■ Суть задания
Продолжите отрывок о третьей главе булгаковского романа, начав сразу после его последнего предложения.

■ Выбранный отрывок
╔══

Глава третья имеет чёткое название – "Доказательство инженера". В ней наконец иностранец представляется друзьям-писателям, назвав себя профессором Вельяром Вельяровичем Воландом. Действует он по-прежнему в одиночестве, без помощников. Выступая как дьявол-искуситель, он своими провокационными выпадами против наивного Иванушки доводит последнего до состояния безумия, и тот разметает им же нарисованное на песке изображение Христа. Но Воланд тем самым испытывал не столько Иванушку, сколько Берлиоза, которого и призывал остановить своего приятеля от безумного действия. Но Берлиоз, понимавший суть происходящего, уклонился от вмешательства и позволил Иванушке совершить роковой шаг. За что, собственно, и поплатился. Смерть Берлиоза описана в деталях, с жуткими подробностями. Не мог Булгаков простить лидерам писательского мира их полного духовного падения.

╚══

■ Предоставленные материалы
╔══

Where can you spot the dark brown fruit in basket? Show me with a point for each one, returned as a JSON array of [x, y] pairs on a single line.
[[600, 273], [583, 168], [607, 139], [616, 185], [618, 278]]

╚══

■ Ответ на задание
Четвёртая и пятая главы в названии имели первым словом "Интермедия…" В разметке глав – "Интермедия в…" (возможно, в "Шалаше" или в "Хижине"). Но для четвёртой главы более подходит название "На вед[ьминой квартире], которое дано автором в подзаголовке. В этой небольшой главе рассказывается о некоей поэтессе Степаниде Афанасьевне, которая всё своё время делила "между ложем и телефоном" и разносила по Москве всевозможные небылицы и сплетни. Именно она распространила весть о гибели Берлиоза и о сумасшествии Иванушки. Исследователи, очевидно, справедливо полагают, что Булгаков намечал "разместить" Воланда именно в квартире Степаниды Афанасьевны, поэтому и глава названа "На ведьминой квартире". Но затем творческий замысел писателя несколько изменился, в результате чего и сама глава бесследно исчезла.
Пятая же глава, которую условно можно назвать "Интермедия в Шалаше Грибоедова", по содержанию незначительно отличается от последующих редакций. Но совершенно иной в первой редакции финал главы. Дежурившие в больнице санитары заметили убегающего чёрного пуделя "в шесть аршин". Это был Иванушка Бездомный. Более подробно с содержанием этих двух глав можно ознакомиться в "Литературном обозрении" №5 за 1991 год, где читателям предложена попытка реконструкции их текста, подготовленная М.О. Чудаковой.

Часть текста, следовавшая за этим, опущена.